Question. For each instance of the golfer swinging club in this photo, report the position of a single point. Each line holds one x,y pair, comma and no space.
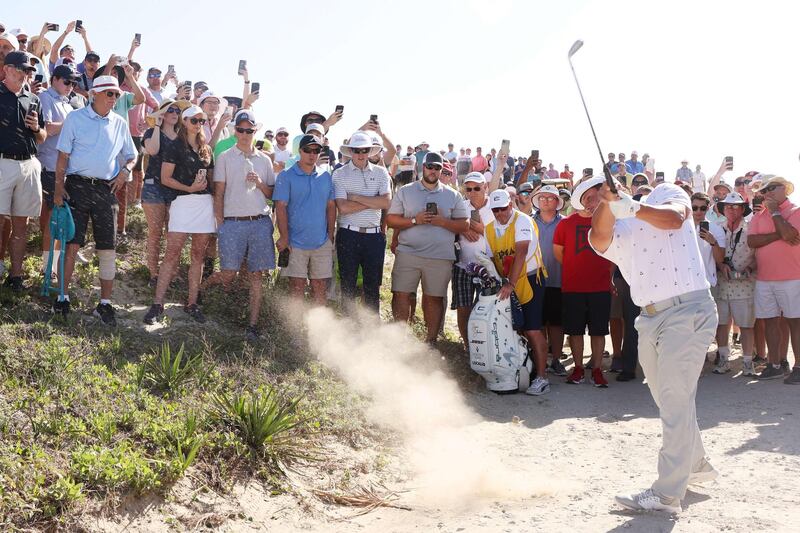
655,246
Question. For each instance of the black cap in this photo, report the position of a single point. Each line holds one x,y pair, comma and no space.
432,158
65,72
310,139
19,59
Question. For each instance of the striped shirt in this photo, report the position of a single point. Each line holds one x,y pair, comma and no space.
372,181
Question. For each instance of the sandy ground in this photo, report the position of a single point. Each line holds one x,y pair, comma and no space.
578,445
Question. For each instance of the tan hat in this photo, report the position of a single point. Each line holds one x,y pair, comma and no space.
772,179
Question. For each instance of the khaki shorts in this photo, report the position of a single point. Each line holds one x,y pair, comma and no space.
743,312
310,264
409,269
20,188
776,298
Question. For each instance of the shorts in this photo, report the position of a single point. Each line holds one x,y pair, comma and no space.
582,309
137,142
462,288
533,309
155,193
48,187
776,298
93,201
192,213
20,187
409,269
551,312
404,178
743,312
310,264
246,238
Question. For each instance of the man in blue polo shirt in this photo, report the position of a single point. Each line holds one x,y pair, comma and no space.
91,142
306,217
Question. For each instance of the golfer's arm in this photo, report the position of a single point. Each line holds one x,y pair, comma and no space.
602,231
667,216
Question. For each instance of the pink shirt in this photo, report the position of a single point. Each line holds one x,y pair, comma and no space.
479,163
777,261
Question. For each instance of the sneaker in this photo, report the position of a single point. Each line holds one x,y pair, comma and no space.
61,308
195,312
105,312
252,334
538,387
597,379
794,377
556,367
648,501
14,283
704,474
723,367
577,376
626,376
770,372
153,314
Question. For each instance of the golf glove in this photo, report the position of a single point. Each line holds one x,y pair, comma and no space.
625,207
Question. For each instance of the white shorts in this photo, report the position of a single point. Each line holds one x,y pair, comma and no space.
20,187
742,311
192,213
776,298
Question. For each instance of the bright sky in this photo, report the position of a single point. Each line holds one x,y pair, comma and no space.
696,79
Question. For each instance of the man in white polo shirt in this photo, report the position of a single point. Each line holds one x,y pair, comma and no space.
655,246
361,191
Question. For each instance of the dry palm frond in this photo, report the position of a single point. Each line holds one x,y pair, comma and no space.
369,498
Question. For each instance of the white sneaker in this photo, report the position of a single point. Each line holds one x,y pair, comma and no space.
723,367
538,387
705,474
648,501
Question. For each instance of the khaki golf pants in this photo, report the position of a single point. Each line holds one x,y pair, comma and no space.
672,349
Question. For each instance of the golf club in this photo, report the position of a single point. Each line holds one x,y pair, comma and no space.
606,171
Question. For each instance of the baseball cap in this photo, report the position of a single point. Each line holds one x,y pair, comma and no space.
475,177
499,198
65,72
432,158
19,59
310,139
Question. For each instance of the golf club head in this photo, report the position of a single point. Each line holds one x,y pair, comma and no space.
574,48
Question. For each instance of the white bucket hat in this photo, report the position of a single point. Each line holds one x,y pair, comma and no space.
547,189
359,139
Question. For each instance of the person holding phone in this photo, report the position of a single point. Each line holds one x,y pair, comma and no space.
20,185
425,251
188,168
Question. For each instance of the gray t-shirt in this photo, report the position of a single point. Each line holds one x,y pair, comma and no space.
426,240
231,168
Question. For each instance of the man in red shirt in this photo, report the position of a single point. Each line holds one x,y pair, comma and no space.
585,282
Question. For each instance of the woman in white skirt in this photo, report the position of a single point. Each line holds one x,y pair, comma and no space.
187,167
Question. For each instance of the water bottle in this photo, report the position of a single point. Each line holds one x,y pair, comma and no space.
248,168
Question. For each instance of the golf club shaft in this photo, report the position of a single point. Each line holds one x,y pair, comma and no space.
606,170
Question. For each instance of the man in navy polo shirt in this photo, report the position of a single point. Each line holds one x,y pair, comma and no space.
# # #
> [Your instructions] Reproduce word for word the lines of the listing above, starting with the line that contains "Question. For each instance of the golf club shaft" and continuing through the final line of the listing.

> [Result for this task]
Question. For each instance of the golf club shaft in this photo, report the position of a single point. Each line holds one x,y pair, comma and no space.
606,170
Question. For each instance of the man in navy polo shirt in this photo, report the position of a single point. Each line holds one x,y pair, comma and no space.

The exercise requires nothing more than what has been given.